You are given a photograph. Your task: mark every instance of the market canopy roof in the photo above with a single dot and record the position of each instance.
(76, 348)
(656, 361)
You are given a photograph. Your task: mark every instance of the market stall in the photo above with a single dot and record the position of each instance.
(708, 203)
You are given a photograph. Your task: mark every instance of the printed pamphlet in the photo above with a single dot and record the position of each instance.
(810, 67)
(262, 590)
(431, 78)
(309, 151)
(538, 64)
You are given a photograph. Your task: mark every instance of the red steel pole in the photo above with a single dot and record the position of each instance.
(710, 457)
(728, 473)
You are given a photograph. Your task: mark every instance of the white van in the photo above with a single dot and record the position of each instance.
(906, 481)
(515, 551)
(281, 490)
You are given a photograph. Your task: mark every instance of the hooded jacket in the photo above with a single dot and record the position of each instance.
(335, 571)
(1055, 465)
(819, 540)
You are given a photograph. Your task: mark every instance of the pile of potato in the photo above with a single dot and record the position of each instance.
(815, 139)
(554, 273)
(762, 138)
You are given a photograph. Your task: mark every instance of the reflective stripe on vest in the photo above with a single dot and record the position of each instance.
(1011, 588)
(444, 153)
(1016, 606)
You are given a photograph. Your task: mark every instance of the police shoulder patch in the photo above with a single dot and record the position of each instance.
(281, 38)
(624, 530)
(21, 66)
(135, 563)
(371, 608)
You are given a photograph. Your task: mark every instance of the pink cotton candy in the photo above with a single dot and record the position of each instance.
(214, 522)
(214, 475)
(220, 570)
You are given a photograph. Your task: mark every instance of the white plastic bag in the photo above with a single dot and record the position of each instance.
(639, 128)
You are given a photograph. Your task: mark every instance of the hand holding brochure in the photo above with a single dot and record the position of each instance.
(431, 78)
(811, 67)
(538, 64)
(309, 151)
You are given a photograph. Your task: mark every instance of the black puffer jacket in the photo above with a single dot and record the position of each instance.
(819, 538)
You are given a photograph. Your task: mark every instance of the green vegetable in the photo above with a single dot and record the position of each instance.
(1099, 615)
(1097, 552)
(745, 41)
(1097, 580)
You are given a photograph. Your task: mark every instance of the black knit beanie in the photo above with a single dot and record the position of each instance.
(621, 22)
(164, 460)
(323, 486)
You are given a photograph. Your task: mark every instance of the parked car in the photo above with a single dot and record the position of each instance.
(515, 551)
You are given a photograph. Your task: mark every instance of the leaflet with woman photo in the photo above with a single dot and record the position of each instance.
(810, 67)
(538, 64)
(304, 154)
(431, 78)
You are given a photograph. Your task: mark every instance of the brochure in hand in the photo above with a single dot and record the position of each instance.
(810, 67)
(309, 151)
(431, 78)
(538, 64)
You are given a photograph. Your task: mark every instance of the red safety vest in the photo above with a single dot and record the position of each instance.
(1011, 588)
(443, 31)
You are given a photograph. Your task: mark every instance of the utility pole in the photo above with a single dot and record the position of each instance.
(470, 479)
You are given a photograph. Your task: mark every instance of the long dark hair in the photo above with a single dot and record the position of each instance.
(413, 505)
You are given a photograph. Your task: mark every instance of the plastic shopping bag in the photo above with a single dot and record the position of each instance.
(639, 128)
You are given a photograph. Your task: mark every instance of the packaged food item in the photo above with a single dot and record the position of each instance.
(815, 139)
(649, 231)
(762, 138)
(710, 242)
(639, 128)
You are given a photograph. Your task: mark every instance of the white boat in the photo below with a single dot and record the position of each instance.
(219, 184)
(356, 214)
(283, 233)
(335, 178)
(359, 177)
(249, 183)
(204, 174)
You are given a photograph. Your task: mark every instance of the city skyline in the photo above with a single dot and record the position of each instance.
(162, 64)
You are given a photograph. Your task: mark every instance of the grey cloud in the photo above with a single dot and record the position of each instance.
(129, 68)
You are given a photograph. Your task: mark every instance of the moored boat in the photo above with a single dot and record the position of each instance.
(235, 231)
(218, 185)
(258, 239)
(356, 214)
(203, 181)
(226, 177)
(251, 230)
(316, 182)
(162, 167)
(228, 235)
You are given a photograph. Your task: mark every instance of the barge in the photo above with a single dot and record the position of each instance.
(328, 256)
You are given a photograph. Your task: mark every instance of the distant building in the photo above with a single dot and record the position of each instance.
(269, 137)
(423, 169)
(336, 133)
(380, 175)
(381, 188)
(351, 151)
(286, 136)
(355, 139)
▬▬▬▬▬▬▬▬▬▬
### [Written exercise]
Write the lines out exactly, from the one with "of the moored" down to the last line of the listing, and leave out all others.

### [Task response]
You are given a photograph. Your task: mark every instance of the moored boat in the photo above with a single dot and record the position of each instance.
(235, 231)
(218, 185)
(258, 239)
(356, 214)
(203, 181)
(226, 177)
(251, 230)
(316, 182)
(162, 167)
(228, 235)
You are given a photograph. Your task: mark every instance of the barge in the photo above with a single dot and record the position of each instance.
(328, 256)
You are given a photograph. Your task: mark every instance of the distant building in the photo above with a single dot and record the position of each instance.
(269, 137)
(423, 169)
(336, 133)
(380, 175)
(381, 188)
(351, 151)
(286, 136)
(355, 139)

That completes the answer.